▶ **Excerpt provided**:
>>>>
The Curator: gothic tales of hauntings and lovers
novels, films & shows for dementor weather
MMMMMM GOTHIC TALES!
Arguably the best part of spooky season. I know everyone is like give me some comforting dreamy fall stories that are the book equivalent of a turtleneck but personally I find ghosts, hauntings, and creepy old houses romantic and comforting in their own uncanny ways.
For this, the second installment of the eight weeks of spooky season, I bring you the gothic of all gothic tales. In a radical turn of events, I am also including some gothic tales I didn’t love. Why? I have realized that a crucial part of reading other’s monthly book roundups is hearing about what didn’t work rather than just the rave titles. All books are linked in my bookshop.org shop if you want to read more about my revs as well.
Note that this edition doesn’t include titles that fall under another category (i.e., witches, etc.), since they have their own dedicated weeks, so if you see a favorite missing, it just might be coming later…
what is gothic?
<<<<
▶ **Data shown**:
>>>>
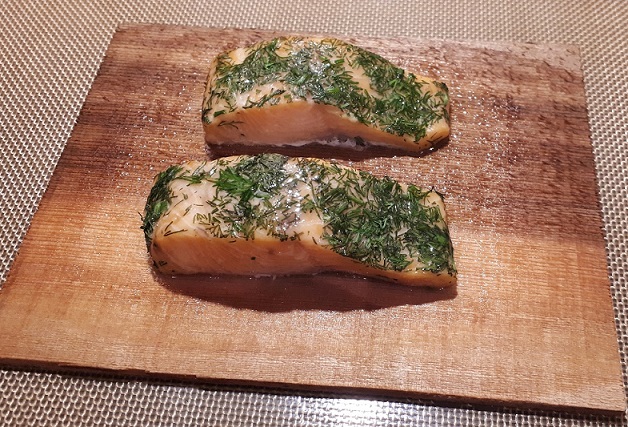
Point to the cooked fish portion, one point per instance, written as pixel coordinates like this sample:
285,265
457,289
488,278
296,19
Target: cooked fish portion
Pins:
275,215
295,90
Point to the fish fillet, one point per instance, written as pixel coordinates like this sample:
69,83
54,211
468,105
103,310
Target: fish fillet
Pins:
271,214
296,90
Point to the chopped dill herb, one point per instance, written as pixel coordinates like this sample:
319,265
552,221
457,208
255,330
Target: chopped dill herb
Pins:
158,201
325,71
375,221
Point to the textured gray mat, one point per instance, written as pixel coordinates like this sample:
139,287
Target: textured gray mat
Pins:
49,56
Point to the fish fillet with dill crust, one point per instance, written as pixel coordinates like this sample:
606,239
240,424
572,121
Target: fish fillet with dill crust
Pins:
292,91
271,214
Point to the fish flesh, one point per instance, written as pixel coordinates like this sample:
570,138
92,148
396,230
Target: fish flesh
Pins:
292,91
271,214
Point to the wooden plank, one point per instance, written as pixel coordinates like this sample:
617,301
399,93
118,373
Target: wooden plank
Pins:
530,323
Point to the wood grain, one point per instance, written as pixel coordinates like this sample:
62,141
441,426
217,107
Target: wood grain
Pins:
530,323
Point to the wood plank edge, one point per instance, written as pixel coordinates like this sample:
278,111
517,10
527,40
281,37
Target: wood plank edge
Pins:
614,411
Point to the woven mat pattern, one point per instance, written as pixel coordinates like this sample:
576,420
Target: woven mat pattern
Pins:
49,56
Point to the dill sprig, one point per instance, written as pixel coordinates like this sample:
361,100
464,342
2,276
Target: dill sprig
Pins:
375,221
158,201
325,71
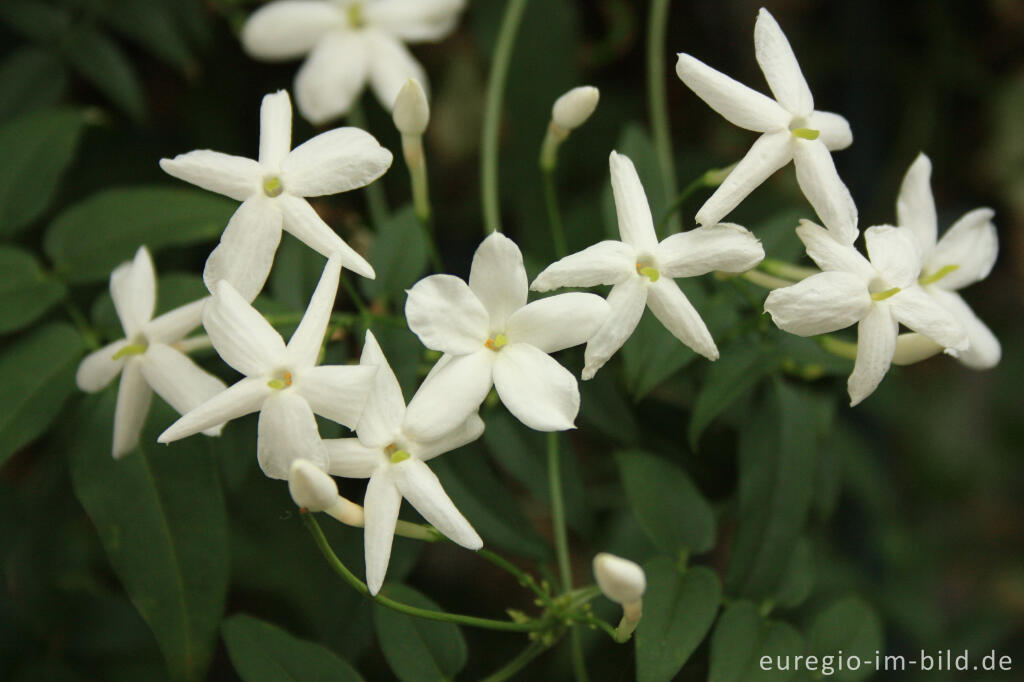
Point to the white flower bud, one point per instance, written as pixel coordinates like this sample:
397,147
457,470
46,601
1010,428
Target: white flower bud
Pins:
411,111
573,108
621,581
310,487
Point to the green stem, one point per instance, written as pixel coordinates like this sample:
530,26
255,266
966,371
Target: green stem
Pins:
656,26
443,616
493,114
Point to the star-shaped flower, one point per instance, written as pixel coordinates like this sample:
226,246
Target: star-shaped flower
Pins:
791,128
641,270
394,461
878,296
282,382
145,358
492,337
964,255
348,42
272,193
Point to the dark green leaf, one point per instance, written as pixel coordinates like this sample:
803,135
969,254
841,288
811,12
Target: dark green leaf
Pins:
39,375
262,652
88,240
668,505
679,609
417,649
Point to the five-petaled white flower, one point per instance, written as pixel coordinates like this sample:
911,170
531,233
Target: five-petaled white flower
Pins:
145,357
282,382
272,193
878,295
964,255
491,336
394,461
348,42
641,270
791,129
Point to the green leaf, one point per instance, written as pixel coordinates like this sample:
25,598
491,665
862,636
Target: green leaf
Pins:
37,147
398,255
417,649
38,372
741,637
26,292
679,609
262,652
89,239
670,508
160,515
849,626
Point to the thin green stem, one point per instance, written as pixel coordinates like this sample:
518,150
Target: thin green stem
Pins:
444,616
493,115
656,27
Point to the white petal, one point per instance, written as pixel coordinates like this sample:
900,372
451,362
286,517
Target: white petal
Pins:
288,29
466,432
984,351
303,347
446,314
606,262
893,255
133,288
924,314
302,221
876,346
420,485
626,302
332,77
450,395
725,247
636,226
824,190
821,303
274,128
769,153
538,390
499,279
337,161
350,459
134,396
241,335
558,322
288,432
390,66
739,104
247,247
338,392
381,503
99,368
674,310
780,67
972,244
386,407
915,205
242,398
237,177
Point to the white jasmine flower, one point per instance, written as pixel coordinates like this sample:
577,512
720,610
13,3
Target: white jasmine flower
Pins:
272,193
791,128
491,336
349,42
964,255
283,383
641,270
393,458
146,358
878,296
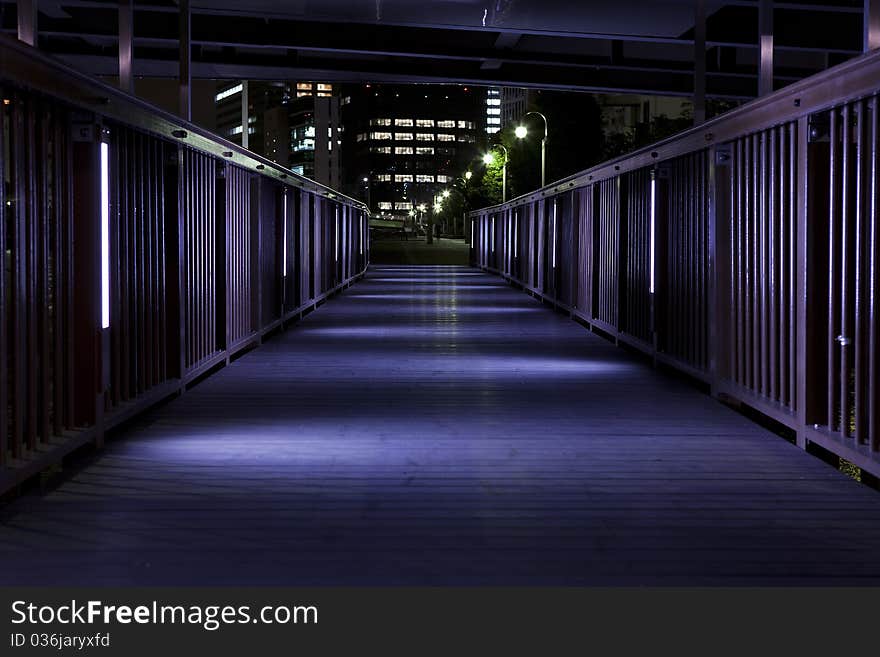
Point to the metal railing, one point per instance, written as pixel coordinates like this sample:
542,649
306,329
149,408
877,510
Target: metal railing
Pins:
139,253
743,252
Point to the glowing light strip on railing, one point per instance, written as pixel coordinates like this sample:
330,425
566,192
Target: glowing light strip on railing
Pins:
508,249
653,211
515,233
284,238
105,235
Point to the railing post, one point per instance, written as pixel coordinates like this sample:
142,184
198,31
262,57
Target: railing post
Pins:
27,21
699,61
765,47
185,73
871,25
714,296
803,315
<<<<
▶ **What to work on**:
A – In the text on gothic tales, list the things the writer says they find romantic and comforting.
B – Reproduce the text on gothic tales verbatim from "For this, the" up to and including "what is gothic?".

▶ **Set of answers**:
A –
- Ghosts
- Hauntings
- Creepy old houses

B –
For this, the second installment of the eight weeks of spooky season, I bring you the gothic of all gothic tales. In a radical turn of events, I am also including some gothic tales I didn’t love. Why? I have realized that a crucial part of reading other’s monthly book roundups is hearing about what didn’t work rather than just the rave titles. All books are linked in my bookshop.org shop if you want to read more about my revs as well.
Note that this edition doesn’t include titles that fall under another category (i.e., witches, etc.), since they have their own dedicated weeks, so if you see a favorite missing, it just might be coming later…
what is gothic?